• [STATED PROBLEM]
Copy out all of the entries below, replacing "segmenter" with "labeler" wherever it occurs and leaving everything else unchanged.

• [DATA FOR THE TASK]
============
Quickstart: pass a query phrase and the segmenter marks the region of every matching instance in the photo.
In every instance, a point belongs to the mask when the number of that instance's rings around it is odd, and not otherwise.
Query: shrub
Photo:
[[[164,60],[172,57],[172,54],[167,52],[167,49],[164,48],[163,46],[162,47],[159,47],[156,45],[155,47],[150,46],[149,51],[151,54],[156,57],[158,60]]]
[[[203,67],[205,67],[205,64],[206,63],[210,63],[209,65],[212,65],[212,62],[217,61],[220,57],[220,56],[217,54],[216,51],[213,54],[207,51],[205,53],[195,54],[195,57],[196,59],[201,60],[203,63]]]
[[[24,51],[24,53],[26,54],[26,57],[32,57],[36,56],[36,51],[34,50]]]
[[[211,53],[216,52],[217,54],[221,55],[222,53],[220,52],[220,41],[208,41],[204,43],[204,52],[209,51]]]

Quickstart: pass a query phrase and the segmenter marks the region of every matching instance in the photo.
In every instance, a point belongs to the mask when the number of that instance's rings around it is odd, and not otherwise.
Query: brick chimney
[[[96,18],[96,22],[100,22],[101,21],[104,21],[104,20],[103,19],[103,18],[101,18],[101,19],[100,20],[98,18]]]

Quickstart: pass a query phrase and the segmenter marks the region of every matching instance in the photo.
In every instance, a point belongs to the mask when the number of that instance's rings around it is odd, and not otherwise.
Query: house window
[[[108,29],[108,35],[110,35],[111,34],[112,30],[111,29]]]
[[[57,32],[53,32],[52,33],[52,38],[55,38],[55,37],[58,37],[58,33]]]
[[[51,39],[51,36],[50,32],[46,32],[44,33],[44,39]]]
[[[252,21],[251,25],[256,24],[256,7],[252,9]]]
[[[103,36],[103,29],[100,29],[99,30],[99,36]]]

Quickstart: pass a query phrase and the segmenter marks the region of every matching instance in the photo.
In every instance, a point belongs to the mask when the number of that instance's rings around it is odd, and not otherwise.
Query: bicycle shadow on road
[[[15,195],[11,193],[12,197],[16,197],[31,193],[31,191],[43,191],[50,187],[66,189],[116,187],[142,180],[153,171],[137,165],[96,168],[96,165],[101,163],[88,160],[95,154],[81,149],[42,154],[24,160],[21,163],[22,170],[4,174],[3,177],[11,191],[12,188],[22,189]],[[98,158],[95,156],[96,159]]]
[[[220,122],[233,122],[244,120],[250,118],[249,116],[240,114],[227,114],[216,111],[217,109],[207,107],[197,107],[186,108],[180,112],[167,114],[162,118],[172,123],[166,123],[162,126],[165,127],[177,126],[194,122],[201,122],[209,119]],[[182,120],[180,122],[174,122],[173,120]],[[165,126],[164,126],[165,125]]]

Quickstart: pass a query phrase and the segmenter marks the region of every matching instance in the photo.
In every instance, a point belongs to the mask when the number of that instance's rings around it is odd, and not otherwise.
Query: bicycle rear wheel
============
• [THE COMPLETED TASK]
Quickstart: pass a query phrase and the labeler marks the region of every matching instance in the photo.
In every instance, a point belongs to the mask when the number of that instance's rings around it is odd, and not otherwise.
Query: shrub
Photo:
[[[164,60],[172,57],[172,54],[167,52],[167,49],[164,48],[163,46],[162,47],[159,47],[156,45],[155,47],[150,46],[149,51],[151,54],[156,57],[158,60]]]
[[[203,67],[205,67],[205,64],[206,63],[210,63],[209,65],[212,65],[212,62],[217,61],[220,57],[220,56],[217,54],[216,51],[213,54],[207,51],[205,53],[195,54],[195,57],[196,59],[201,60],[203,63]]]
[[[24,51],[24,53],[26,54],[26,57],[32,57],[36,56],[36,51],[34,50]]]
[[[211,53],[216,52],[217,54],[221,55],[222,53],[220,52],[220,41],[208,41],[204,43],[204,52],[209,51]]]

Quickstart: pass a query phrase and the labeler marks the region of every matching instance in the photo.
In every instance, a point belongs to the mask when the number of that instance's rings around it is odd, and not otherwise.
Query: brick chimney
[[[96,18],[96,22],[100,22],[101,21],[104,21],[104,20],[103,19],[103,18],[101,18],[101,19],[100,20],[98,18]]]

Quickstart: pass a query phrase and the labeler marks the region of every matching instance in the photo.
In every instance, a point belongs to the mask when the number of that instance's rings around it is odd, and not otherwise.
Query: house window
[[[108,29],[108,35],[110,35],[111,34],[112,30],[111,29]]]
[[[57,32],[53,32],[52,33],[52,38],[55,38],[55,37],[58,37],[58,33]]]
[[[51,39],[51,36],[50,32],[46,32],[44,33],[44,39]]]
[[[252,21],[251,25],[256,24],[256,7],[252,9]]]
[[[103,36],[103,29],[100,29],[99,30],[99,36]]]

Quickstart: pass a query phrase and the labeler marks the region of every matching instance in the photo.
In every instance, a point belongs to the mask when the number of that instance's rings around it is odd, and not otherwise.
Query: bicycle shadow on road
[[[15,195],[11,193],[12,197],[16,197],[31,193],[31,191],[43,191],[50,187],[66,189],[116,187],[142,180],[153,171],[137,165],[96,168],[96,165],[101,163],[88,160],[95,154],[81,149],[42,154],[24,160],[21,163],[22,170],[4,174],[3,177],[11,191],[12,188],[22,189]],[[98,158],[95,156],[96,159]]]
[[[220,122],[233,122],[244,120],[250,118],[249,116],[240,114],[227,114],[216,111],[217,109],[207,107],[197,107],[186,108],[180,112],[167,114],[162,118],[172,123],[166,123],[162,126],[165,127],[177,126],[194,122],[201,122],[209,119]],[[182,120],[180,122],[174,122],[173,120]],[[165,126],[164,126],[165,125]]]

Quickstart: pass a query phrase and the labeler marks the region of every matching instance in the photo.
In every instance, a point belongs to the mask when the number of that instance's rings around it is odd, and not otherwise.
Query: bicycle rear wheel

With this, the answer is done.